## What to do
Go through the data below line by line. Give only the number of lines that contain "grass".

☆ ☆ ☆

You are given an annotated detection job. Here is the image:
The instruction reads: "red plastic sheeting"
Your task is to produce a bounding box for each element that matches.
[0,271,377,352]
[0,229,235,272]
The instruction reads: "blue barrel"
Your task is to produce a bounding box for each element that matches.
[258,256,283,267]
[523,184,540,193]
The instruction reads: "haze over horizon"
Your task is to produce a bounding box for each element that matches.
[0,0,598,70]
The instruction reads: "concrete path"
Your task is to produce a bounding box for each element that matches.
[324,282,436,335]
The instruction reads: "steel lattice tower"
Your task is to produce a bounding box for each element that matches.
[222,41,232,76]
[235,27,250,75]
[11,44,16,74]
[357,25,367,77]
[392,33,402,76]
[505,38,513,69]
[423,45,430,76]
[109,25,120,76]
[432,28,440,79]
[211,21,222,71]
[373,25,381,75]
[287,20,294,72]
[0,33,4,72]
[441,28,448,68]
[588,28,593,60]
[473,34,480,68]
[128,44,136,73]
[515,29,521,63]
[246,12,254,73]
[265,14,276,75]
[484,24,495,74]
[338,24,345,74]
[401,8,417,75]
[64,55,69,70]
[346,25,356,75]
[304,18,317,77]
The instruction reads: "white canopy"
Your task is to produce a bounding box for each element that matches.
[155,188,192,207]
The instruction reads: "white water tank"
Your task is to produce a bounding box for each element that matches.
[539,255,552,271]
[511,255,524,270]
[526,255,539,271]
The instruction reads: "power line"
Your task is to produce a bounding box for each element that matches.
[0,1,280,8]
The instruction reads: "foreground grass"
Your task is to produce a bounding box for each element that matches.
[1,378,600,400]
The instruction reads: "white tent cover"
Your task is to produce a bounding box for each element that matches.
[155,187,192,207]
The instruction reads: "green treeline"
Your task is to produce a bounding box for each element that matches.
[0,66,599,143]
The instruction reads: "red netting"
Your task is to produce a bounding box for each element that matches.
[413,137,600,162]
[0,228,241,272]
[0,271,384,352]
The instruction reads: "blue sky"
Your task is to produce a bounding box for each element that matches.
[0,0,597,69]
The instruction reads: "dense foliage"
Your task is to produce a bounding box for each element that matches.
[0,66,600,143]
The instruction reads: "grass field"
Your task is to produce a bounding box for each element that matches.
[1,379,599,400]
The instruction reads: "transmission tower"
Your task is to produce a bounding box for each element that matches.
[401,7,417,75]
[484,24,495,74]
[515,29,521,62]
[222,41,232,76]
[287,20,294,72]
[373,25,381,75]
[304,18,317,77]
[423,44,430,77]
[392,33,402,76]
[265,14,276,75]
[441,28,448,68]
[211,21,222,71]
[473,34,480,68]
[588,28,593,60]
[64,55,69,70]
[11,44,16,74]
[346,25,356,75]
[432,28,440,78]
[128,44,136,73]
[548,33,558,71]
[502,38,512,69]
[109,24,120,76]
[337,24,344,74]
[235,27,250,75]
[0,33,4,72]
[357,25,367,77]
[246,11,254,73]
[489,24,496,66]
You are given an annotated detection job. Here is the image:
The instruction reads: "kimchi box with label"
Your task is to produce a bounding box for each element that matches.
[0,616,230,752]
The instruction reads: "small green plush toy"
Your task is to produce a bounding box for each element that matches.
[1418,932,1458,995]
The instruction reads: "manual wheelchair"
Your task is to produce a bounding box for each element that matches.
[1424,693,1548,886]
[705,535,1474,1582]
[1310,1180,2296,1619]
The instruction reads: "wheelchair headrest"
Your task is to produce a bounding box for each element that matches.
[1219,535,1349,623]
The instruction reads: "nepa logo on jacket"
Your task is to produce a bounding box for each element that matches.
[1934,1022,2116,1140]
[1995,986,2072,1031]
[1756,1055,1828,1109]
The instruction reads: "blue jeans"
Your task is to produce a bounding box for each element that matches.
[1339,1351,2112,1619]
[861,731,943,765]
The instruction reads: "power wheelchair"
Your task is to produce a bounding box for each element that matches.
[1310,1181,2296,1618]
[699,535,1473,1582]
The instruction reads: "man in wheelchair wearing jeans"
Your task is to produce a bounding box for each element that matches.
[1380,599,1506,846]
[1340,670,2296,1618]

☆ ☆ ☆

## Reply to the exercise
2